## TEKST DO PRZECZYTANIA
====================
Ryc. 3. Mechanizm działania nowoczesnych terapii i mechanizmy oporności na nie komórek nowotworowych

Co w takim razie przyniesie przyszłość?

Dane ograniczenia nowych substancji terapeutycznych są sukcesywnie niwelowane kolejnymi generacjami. Z każdym testem klinicznym czy wprowadzeniem leku na rynek uzyskiwana jest nowa wiedza, która pozwala na ulepszenie danego produktu. Ponadto, coraz więcej wiadomo o biologii komórek nowotworowych. Czy to oznacza, że „lek na raka” jednak kiedyś powstanie? I tak, i nie. Moim zdaniem nigdy nie powstanie lek, który będzie równie skuteczny dla wszystkich pacjentów nowotworowych, względem wszystkich typów nowotworów na dowolnym stadium. Powstają zaś, i powstawać będą, terapie o coraz lepszej skuteczności względem danego typu nowotworu, to znaczy względem np. gruczolakoraka okrężnicy czy niedrobnokomórkowego raka płuca. Ba, obecnie coraz większą popularnością cieszą się tzw. terapie spersonalizowane, czyli odpowiednio przygotowane pod konkretnego pacjenta. U takiej osoby bada się, poprzez jakie szlaki regulowany jest rozwój nowotworu, jakie geny są uszkodzone, i dostosowuje się terapię tylko dla niego.
====================
Zebrane dane:
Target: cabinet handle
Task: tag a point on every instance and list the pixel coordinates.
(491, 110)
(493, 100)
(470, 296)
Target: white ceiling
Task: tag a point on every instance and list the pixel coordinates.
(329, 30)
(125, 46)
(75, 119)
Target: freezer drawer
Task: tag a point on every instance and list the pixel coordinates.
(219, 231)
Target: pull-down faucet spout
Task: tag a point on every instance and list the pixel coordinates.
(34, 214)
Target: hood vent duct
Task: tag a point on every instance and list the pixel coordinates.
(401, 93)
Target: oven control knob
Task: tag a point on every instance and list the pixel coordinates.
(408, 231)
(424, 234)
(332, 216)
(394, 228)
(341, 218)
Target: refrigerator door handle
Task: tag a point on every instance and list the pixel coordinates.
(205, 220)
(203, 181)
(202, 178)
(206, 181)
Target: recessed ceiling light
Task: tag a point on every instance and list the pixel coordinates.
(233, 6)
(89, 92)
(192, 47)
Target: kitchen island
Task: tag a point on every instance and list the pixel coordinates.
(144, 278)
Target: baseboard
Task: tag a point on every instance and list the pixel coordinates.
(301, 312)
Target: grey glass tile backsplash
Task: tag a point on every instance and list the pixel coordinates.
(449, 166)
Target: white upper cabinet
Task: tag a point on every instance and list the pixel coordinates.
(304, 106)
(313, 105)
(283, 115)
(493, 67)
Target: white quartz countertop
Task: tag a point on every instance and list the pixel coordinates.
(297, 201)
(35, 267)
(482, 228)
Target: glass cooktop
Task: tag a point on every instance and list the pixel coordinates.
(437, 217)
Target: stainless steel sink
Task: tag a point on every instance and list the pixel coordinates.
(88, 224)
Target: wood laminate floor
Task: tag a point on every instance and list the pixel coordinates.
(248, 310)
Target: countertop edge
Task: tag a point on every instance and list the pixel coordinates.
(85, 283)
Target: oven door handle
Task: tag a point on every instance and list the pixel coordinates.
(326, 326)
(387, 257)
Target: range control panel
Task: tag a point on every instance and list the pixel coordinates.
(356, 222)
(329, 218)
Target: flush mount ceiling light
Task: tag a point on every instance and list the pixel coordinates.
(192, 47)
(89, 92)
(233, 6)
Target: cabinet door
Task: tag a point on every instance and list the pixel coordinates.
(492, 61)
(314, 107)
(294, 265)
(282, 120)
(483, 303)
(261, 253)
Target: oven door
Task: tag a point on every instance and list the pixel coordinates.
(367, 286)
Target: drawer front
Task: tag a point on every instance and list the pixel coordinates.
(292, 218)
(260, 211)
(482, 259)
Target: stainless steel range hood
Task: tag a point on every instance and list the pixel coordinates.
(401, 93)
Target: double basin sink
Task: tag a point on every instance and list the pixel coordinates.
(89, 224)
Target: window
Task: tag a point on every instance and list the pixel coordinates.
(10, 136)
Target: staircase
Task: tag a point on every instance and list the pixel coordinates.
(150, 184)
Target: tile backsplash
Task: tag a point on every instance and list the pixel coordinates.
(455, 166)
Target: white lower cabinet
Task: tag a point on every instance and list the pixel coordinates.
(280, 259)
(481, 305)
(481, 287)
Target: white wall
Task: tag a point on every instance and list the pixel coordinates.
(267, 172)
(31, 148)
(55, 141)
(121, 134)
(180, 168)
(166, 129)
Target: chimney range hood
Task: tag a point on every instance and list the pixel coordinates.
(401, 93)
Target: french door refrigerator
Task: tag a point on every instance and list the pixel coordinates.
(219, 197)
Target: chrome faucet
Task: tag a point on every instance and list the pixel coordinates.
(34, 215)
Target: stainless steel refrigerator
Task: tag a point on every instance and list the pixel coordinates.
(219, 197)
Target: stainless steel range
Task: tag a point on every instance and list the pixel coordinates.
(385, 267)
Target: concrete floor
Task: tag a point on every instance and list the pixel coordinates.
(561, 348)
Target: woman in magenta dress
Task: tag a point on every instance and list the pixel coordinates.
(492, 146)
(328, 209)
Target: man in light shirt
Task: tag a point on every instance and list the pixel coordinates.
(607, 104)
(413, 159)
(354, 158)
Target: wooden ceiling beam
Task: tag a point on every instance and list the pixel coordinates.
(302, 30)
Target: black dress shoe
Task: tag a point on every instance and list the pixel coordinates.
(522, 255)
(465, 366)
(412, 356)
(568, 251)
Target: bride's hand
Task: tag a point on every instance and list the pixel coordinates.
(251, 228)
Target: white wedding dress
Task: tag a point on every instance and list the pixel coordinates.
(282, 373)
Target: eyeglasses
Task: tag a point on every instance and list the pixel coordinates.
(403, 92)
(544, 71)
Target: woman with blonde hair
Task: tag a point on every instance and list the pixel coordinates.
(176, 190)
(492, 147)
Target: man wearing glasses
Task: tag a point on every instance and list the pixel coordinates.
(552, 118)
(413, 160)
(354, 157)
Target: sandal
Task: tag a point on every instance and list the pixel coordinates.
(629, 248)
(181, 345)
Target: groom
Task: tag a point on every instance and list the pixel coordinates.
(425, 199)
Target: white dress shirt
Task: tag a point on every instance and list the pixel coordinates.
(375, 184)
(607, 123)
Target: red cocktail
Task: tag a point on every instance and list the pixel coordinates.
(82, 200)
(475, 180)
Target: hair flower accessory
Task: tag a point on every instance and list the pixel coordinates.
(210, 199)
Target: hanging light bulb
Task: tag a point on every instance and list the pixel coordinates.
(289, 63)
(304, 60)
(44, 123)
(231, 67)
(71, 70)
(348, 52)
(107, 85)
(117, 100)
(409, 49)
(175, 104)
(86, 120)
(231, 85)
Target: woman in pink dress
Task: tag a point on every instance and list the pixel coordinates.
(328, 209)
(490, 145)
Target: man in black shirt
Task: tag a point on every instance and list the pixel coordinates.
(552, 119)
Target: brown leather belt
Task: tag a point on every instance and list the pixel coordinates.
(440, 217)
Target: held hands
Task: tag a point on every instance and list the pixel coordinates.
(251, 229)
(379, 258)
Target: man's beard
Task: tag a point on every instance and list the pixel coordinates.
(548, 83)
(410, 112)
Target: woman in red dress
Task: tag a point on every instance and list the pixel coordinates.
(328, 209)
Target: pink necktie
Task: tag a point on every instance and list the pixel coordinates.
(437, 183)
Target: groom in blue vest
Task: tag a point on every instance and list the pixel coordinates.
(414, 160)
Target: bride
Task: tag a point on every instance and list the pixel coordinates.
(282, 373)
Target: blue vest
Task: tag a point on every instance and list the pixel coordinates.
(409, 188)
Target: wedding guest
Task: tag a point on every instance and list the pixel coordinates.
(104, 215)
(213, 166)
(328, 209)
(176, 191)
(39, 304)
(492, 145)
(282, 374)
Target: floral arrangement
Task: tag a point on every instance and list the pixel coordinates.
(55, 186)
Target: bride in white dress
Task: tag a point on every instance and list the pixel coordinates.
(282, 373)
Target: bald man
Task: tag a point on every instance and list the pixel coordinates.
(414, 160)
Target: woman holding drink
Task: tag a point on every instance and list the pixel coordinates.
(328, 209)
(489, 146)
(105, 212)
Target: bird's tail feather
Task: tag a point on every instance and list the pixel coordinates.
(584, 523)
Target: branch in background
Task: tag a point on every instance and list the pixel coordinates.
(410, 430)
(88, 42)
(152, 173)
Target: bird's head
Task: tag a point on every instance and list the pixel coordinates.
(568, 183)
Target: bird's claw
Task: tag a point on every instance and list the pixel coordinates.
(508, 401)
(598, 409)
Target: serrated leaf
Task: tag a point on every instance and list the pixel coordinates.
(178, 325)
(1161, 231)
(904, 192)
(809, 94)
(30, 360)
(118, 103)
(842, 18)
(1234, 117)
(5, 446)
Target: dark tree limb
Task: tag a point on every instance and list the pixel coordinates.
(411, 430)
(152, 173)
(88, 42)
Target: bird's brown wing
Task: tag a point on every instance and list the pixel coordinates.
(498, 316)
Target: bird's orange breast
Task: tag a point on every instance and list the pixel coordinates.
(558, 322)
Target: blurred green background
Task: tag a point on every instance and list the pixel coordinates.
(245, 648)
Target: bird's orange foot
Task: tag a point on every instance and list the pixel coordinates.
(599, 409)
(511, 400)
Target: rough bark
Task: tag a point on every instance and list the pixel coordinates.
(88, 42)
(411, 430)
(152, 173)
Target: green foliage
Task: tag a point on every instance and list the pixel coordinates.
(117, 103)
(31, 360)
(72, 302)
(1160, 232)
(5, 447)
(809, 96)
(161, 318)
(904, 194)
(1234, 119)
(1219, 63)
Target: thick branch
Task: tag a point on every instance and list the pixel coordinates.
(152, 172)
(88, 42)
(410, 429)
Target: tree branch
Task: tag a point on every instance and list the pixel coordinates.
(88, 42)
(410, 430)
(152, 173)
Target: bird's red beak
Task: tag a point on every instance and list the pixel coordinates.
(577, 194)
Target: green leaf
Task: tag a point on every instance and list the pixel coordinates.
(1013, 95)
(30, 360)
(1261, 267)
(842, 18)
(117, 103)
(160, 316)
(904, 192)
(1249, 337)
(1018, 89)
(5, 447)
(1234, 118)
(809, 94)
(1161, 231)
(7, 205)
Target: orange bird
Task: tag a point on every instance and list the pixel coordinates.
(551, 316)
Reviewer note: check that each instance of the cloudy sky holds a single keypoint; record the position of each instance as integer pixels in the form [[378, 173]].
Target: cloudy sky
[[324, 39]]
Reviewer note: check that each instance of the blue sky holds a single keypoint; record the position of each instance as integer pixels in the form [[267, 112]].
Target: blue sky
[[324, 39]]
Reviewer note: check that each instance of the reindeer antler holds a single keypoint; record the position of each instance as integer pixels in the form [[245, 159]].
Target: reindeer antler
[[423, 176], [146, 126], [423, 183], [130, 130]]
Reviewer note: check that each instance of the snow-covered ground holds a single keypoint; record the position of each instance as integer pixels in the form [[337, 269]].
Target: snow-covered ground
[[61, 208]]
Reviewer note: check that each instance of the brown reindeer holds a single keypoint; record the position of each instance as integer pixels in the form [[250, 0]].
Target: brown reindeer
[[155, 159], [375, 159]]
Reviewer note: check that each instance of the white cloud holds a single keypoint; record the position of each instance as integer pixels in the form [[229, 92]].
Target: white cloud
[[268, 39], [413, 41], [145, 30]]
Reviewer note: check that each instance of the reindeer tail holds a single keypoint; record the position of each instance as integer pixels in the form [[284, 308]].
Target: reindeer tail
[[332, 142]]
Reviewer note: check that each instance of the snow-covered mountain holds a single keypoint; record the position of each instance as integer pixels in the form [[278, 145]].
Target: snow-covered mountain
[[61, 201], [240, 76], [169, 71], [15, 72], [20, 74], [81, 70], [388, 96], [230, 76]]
====================
## POLECENIE 1
Wyjaśnij na podstawie tekstu o terapiach nowotworowych, dlaczego ograniczenia nowych substancji terapeutycznych są niwelowane w kolejnych generacjach. Zmieść się w jednym do trzech zdań.
## POLECENIE 2
Dopisz dalszy ciąg tekstu o terapiach nowotworowych, zaczynając od miejsca po jego ostatnim zdaniu.

## MIEJSCE NA ODPOWIEDŹ 1
Każdy test kliniczny i każde wprowadzenie leku na rynek przynoszą nową wiedzę. Ta wiedza pozwala ulepszyć dany produkt, więc kolejne generacje są wolne od części ograniczeń poprzednich.

## MIEJSCE NA ODPOWIEDŹ 2
Odpowiadając na pytanie postawione w tytule: moim zdaniem osławiony „lek na raka” nie powstanie nigdy. Obecnie stosowane terapie będą coraz doskonalsze, może nawet w przyszłości uda nam się całkowicie zwalczyć choroby nowotworowe lub zepchnąć je na margines, jednakże dalej dla każdego pacjenta czy danego typu nowotworowego konieczne będzie zastosowanie odpowiednio „skrojonej” terapii. Ponadto, nadmienić należy, iż najważniejszym aspektem terapii nowotworów jest profilaktyka. Akcje informacyjne i profilaktyczne powinny być dofinansowywane oraz prowadzone jak najczęściej, żeby każdy miał świadomość, czym jest nowotwór, jak można go leczyć i, przede wszystkim, w jaki sposób można mu zapobiegać.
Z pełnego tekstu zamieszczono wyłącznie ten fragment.